RECORDS SHOWN

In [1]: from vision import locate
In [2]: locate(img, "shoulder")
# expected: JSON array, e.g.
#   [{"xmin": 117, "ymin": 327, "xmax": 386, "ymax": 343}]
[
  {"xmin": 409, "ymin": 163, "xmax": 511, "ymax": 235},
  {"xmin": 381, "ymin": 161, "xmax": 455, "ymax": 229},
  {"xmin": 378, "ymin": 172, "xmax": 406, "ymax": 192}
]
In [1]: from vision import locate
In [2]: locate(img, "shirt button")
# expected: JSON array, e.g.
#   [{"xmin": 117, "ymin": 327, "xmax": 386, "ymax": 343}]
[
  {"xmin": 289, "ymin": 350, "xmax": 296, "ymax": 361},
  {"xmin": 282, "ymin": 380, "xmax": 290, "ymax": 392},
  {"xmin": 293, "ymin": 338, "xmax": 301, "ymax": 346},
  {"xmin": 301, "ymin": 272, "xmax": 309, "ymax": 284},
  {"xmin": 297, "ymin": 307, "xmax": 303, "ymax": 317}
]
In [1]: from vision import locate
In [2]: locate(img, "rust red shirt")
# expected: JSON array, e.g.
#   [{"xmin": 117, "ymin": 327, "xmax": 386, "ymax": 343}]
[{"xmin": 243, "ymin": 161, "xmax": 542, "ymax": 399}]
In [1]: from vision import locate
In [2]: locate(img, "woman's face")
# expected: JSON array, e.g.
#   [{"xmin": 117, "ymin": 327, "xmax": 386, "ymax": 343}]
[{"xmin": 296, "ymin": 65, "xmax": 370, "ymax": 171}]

WORK REQUEST
Copy every record above out again, word for word.

WRITTEN REPLY
In [1]: from vision import locate
In [2]: locate(img, "shoulder")
# expected: JSON array, e.g.
#   [{"xmin": 117, "ymin": 327, "xmax": 386, "ymax": 343}]
[
  {"xmin": 409, "ymin": 163, "xmax": 511, "ymax": 235},
  {"xmin": 381, "ymin": 161, "xmax": 455, "ymax": 229},
  {"xmin": 378, "ymin": 172, "xmax": 406, "ymax": 192}
]
In [1]: from vision import locate
In [2]: locate(img, "shirt button")
# expected: JSON array, e.g.
#   [{"xmin": 117, "ymin": 327, "xmax": 386, "ymax": 343}]
[
  {"xmin": 289, "ymin": 350, "xmax": 296, "ymax": 361},
  {"xmin": 282, "ymin": 380, "xmax": 290, "ymax": 392},
  {"xmin": 293, "ymin": 338, "xmax": 301, "ymax": 346},
  {"xmin": 301, "ymin": 272, "xmax": 309, "ymax": 284},
  {"xmin": 297, "ymin": 307, "xmax": 303, "ymax": 317}
]
In [1]: from vision import locate
In [2]: locate(img, "rust red shirt")
# expected: JSON array, e.g.
#   [{"xmin": 117, "ymin": 327, "xmax": 386, "ymax": 343}]
[{"xmin": 243, "ymin": 161, "xmax": 542, "ymax": 399}]
In [1]: from vision import locate
In [2]: locate(img, "woman's face")
# expected: JSON array, e.g.
#   [{"xmin": 117, "ymin": 327, "xmax": 386, "ymax": 343}]
[{"xmin": 296, "ymin": 65, "xmax": 370, "ymax": 171}]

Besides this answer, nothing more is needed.